Your goal: Transcribe all the entries word for word, skipping the pictures.

Extracted data:

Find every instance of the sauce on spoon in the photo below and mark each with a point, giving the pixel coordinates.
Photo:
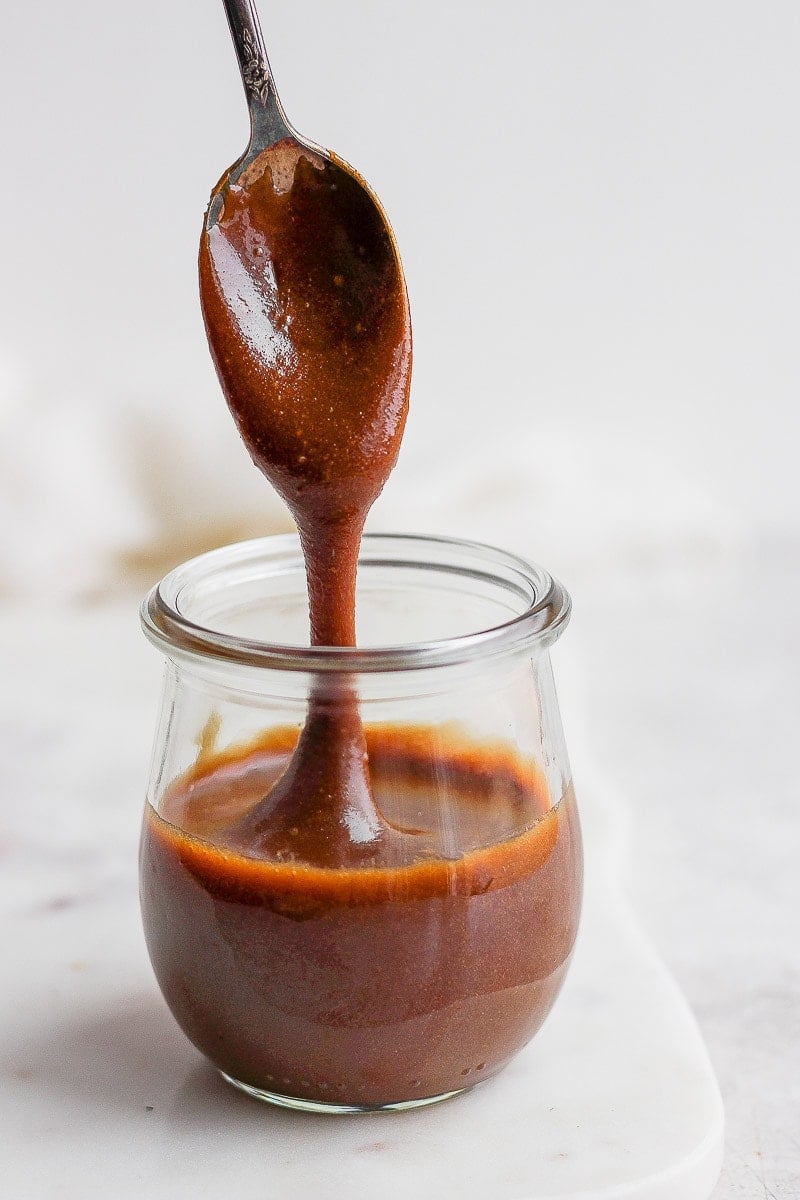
(307, 318)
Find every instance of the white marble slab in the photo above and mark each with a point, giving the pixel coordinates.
(101, 1096)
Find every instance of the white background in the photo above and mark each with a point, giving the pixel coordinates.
(597, 211)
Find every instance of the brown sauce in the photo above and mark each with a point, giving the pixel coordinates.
(365, 985)
(307, 318)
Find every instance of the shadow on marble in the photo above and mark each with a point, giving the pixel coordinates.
(131, 1057)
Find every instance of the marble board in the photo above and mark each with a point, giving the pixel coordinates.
(102, 1096)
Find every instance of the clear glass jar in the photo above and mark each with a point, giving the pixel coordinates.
(404, 981)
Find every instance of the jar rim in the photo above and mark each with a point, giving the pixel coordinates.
(543, 618)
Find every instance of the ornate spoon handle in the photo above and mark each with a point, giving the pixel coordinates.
(268, 121)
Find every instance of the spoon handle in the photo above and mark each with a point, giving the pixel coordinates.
(268, 121)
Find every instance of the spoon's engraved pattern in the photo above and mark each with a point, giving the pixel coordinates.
(256, 72)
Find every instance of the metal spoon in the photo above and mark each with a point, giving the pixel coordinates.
(307, 317)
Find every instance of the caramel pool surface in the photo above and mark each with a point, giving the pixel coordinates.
(368, 985)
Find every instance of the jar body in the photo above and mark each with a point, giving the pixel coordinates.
(416, 976)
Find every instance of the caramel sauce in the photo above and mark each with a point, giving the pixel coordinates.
(365, 984)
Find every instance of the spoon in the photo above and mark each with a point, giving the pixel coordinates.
(307, 318)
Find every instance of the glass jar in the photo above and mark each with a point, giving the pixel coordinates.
(413, 977)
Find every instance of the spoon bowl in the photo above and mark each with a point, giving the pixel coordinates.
(306, 310)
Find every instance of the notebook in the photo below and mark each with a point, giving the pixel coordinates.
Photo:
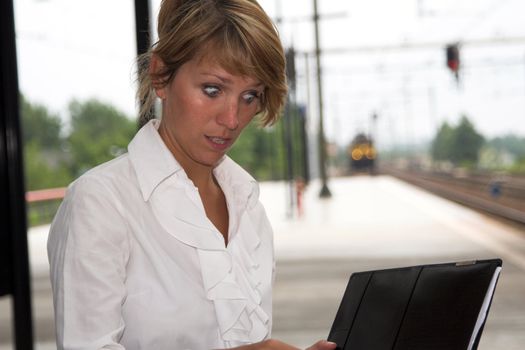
(426, 307)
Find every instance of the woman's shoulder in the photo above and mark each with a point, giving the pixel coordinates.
(106, 179)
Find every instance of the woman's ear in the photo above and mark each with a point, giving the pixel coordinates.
(156, 67)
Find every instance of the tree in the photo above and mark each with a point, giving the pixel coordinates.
(442, 144)
(99, 132)
(460, 145)
(467, 143)
(44, 157)
(257, 150)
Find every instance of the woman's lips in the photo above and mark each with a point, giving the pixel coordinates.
(219, 143)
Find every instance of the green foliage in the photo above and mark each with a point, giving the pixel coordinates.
(442, 145)
(39, 126)
(99, 133)
(258, 151)
(270, 153)
(512, 144)
(460, 145)
(44, 159)
(467, 143)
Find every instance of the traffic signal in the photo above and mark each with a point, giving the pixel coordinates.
(453, 59)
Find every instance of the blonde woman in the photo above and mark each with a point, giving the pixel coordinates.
(168, 246)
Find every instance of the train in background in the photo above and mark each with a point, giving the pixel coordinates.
(362, 154)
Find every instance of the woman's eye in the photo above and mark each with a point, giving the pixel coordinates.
(249, 97)
(211, 91)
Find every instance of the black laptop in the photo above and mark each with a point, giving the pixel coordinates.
(426, 307)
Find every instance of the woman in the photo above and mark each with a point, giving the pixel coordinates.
(168, 246)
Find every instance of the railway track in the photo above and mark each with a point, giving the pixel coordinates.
(503, 196)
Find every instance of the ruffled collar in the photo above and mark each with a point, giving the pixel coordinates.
(230, 275)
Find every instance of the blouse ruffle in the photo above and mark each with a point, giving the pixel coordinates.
(230, 276)
(231, 279)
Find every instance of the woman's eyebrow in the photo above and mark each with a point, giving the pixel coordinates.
(228, 81)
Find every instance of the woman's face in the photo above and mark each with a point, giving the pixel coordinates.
(204, 110)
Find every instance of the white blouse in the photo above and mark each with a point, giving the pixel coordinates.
(136, 264)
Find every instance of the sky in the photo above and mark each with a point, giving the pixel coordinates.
(379, 57)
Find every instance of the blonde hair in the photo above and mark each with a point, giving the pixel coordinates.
(236, 34)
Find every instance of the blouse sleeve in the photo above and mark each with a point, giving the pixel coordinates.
(88, 249)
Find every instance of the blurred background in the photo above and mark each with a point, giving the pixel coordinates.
(397, 111)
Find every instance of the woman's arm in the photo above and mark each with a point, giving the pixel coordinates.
(273, 344)
(88, 250)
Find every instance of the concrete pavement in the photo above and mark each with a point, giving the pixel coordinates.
(369, 223)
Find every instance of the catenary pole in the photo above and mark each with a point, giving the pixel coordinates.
(325, 191)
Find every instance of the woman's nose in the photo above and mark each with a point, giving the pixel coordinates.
(229, 116)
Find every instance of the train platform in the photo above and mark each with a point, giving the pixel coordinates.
(369, 222)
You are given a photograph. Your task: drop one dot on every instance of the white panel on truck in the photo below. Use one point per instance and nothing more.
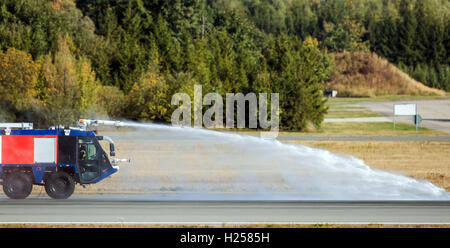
(45, 150)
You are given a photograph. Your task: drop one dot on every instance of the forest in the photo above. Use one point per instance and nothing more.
(65, 59)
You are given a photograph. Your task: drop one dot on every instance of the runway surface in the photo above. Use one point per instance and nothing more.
(435, 113)
(80, 209)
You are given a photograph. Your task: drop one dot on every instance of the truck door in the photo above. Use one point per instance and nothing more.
(88, 159)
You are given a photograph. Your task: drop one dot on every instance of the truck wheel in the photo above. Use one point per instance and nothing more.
(59, 185)
(17, 185)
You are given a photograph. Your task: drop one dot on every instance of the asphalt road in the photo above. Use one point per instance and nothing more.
(435, 113)
(89, 210)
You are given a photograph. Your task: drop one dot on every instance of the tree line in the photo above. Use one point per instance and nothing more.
(63, 59)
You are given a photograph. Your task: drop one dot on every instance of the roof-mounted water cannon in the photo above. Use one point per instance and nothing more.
(86, 123)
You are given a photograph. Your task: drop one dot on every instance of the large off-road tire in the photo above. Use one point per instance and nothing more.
(17, 185)
(59, 185)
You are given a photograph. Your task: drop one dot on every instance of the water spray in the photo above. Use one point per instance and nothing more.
(85, 124)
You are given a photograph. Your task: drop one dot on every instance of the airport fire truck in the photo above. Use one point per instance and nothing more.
(56, 158)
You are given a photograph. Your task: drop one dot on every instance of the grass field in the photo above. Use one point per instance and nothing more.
(356, 129)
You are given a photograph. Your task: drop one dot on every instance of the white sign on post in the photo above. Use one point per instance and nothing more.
(405, 109)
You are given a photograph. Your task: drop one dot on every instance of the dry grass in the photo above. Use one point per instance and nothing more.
(367, 75)
(429, 160)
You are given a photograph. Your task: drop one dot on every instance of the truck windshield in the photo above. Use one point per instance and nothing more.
(88, 149)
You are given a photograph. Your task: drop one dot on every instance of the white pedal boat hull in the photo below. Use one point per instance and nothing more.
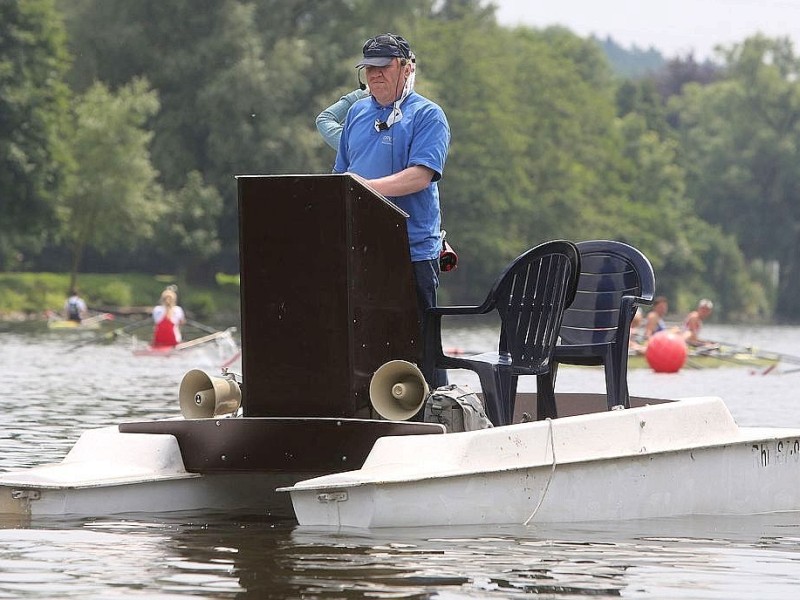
(111, 473)
(679, 458)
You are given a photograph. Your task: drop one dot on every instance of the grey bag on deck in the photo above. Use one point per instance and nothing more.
(457, 408)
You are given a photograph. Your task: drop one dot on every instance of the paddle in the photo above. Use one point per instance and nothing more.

Written reply:
Find every instance of the sauce on spoon in the photo below and mark each with a point, giving the pixel coordinates.
Photo:
(307, 318)
Find every instance of the white marble slab in the photo above and mark each with a point, giving the pixel coordinates.
(101, 1096)
Find every instance of the white background in the photo above and mark each with a point, giving the pixel coordinates.
(597, 211)
Find every instance of the brown sauce in the photo above and mark each with a point, giving the pixel coordinates.
(365, 985)
(307, 318)
Find every instance of the shadow on marble in the photo above and mark each with a point, giving the pixel coordinates.
(131, 1057)
Find every instance of the marble board in the photo above and mark each with a point, giving the pixel coordinates.
(102, 1096)
Find every instance of the clear glass jar in the photo above and mark each with a point, giving the pixel coordinates.
(404, 981)
Find every instance of the jar rim in the photo above and mark each with a point, giving the pixel coordinates.
(543, 618)
Find every instance of the ornate spoon handle in the photo above and mark each with a point, giving the pixel coordinates.
(268, 121)
Find every instance of the spoon handle in the photo above and mark each with a point, giving the pixel coordinates.
(268, 121)
Find every instance of the spoon's engraved pattern in the photo above and mark each with a point, giving the pixel coordinates.
(256, 72)
Find every instance of the metal spoon in the photo above and mark each with a point, giving the pixel coordinates.
(307, 317)
Find every instance of the caramel pool surface in the photo above and mark each with a point, giving the pixel coordinates.
(368, 985)
Find every instance of the jar body in the photo above and mark each with a point, giving the pixel coordinates.
(416, 976)
Find every instance of the caramel sauce in the photo above and mark each with a point, giving the pixel coordinates.
(365, 984)
Find every instance of the spoon in the photo above and mark each with a point, giving the pixel coordinates.
(307, 318)
Find every instance of the glass jar in the photo above and mark each with a point, giving the pixel coordinates.
(413, 977)
Find every instance of the spoon bowl in the photo above and mark each with a point, giving the pixel coordinates.
(306, 310)
Find every instance of the notebook in the photo below and mark each with a point, giving the pixel coordinates.
Photo:
(426, 307)
Find every instance of the woman's shoulder in the photo above and mark each with a point, giving the pixel coordinates.
(106, 179)
Find every instance of the woman's ear in the photo above and mark each with a point, giving the pixel coordinates.
(156, 67)
Find every instance of the tree in the photo above and mark each with a point, giving the pixel coordinates.
(442, 144)
(99, 132)
(460, 145)
(467, 143)
(44, 157)
(257, 150)
Find every instance of the woman's lips in the photo above and mark each with a point, giving the pixel coordinates.
(219, 143)
Find every instance of the green foliage in the photo above and mark each with a point, giving the pixel coordinates.
(442, 145)
(39, 126)
(99, 133)
(258, 151)
(270, 153)
(512, 144)
(460, 145)
(44, 159)
(467, 143)
Find every instance of the traffic signal in the photo above and mark each with a point, giving the pixel coordinates.
(453, 59)
Find every instance of the blonde woman in the photo above and mark each with a point, giving the pixel coordinates.
(168, 246)
Find every instance of the train in background in the photo above and mark each with a point, giving the pixel coordinates.
(362, 154)
Find every instance of the woman's eye in the photo above and mark each with a point, giving the pixel coordinates.
(249, 97)
(211, 91)
Find every instance of the black laptop in the photo above and mark each with a point, giving the pixel coordinates.
(426, 307)
Find every instance of the woman in the photo above and mark each with a point, giving the pixel coordinates.
(168, 246)
Find every instance of the railway track in the photo above and mark each with a point, giving the pixel coordinates.
(503, 196)
Find every instance of the ruffled collar in the photo above and mark each with a point, giving the pixel coordinates.
(230, 275)
Find every instance of the blouse ruffle in the photo above and mark each with a point, giving the pixel coordinates.
(230, 276)
(231, 279)
Find every instance of the woman's eyebrow in the photo above and mark each with a point, giving the pixel coordinates.
(228, 81)
Find every instance of the woman's face in the photo above and mark each with a point, giving the pixel coordinates.
(204, 110)
Find every instance of the white blouse in the photo above and mark each with a point, giving the pixel coordinates.
(136, 264)
Find every instance of the sky in the photo above and mark each with a point, giving the pixel coordinates.
(379, 57)
Find every instance of the blonde hair in the photo above and mark each with a point, giving the pixel coordinates.
(236, 34)
Find every instance of the blouse sleeve in the photo above and mark each with a point, giving the pixel coordinates.
(88, 249)
Find every instance of the blurred background in the photo above and mark each with a point, giving the pixel coordinates.
(397, 111)
Find every instance of the woman's arm in the photo above and mark each with a point, giving the pixel coordinates.
(273, 344)
(88, 250)
Find every instance of the concrete pavement in the photo above and mark each with a point, giving the pixel coordinates.
(369, 223)
Find every instance of the catenary pole in the photo above and mark each with a point, giving the pixel coordinates.
(325, 191)
Find every instance of the woman's nose in the photo above and mark each with a point, giving the pixel coordinates.
(229, 116)
Find every instance of the train platform in the photo above and mark each with a point, giving the pixel coordinates.
(369, 222)
You are given a photograph. Your task: drop one dot on every instance of the white panel on truck in the photo below. Use one point per instance and nothing more.
(45, 150)
You are given a photograph. Your task: drop one dot on every instance of the forest in the photo above. Use one point per instance and nothing more.
(65, 59)
You are given a photograph. Your task: drop one dot on every instance of the runway surface in the photo above. Use one point per instance and nothing more.
(435, 113)
(80, 209)
You are given a photograph. Your task: drop one dot on every instance of the truck door in the photo above. Use one point per instance and nothing more.
(88, 159)
You are given a photograph. Your task: drop one dot on every instance of the truck wheel in the photo above. Use one point per instance and nothing more.
(59, 185)
(17, 185)
You are given a photograph. Your task: drop one dot on every instance of the asphalt road in the photo above. Use one point per instance and nothing more.
(435, 113)
(89, 210)
You are given a photograph. Your task: drop one dot on every instance of the tree line in the photo above. Use one point per instance and nothing more.
(63, 59)
You are given a photograph. Your task: drop one dot on every instance of the roof-mounted water cannon in the photo above. Use one point per instance and nothing more.
(86, 123)
You are given a photograph. Your task: drop one dot on every instance of the large off-road tire in the photo above. Use one point per instance and nothing more.
(17, 185)
(59, 185)
You are given a photograph. Your task: drop one dot on every instance of the water spray in the photo above. Use one point per instance and nothing more.
(85, 124)
You are given a photograph. Your task: drop one dot on every instance of the airport fire truck in the photo above. Use one point per instance and nothing more.
(56, 158)
You are given a photograph. Your task: drop one dot on every instance of the grass field in the photo above. Use one point per instance and nothing more.
(356, 129)
You are given a photograph. Your task: drop one dot on every instance of the white sign on post in the photo above. Use one point per instance and nothing more.
(405, 109)
You are given a photograph. Your task: drop one dot on every instance of the dry grass in the photo above. Use one point per instance and nothing more.
(367, 75)
(429, 160)
You are given a photograph. Your task: drop one dot on every instance of the truck windshield in the photo above. Use one point per instance and nothing more.
(88, 149)
You are given a photograph. Your task: drop one dot on every instance of the white pedal boat hull in the photo below. Use one point per instance and nothing more.
(111, 473)
(679, 458)
You are given a photograph. Your task: drop one dot on every instance of the grey bag on deck in the photo above. Use one point per instance and nothing more.
(457, 408)
You are given a photograph. Your task: drop one dot on every instance of the paddle in the photo above. Use one point per instance and nothing more.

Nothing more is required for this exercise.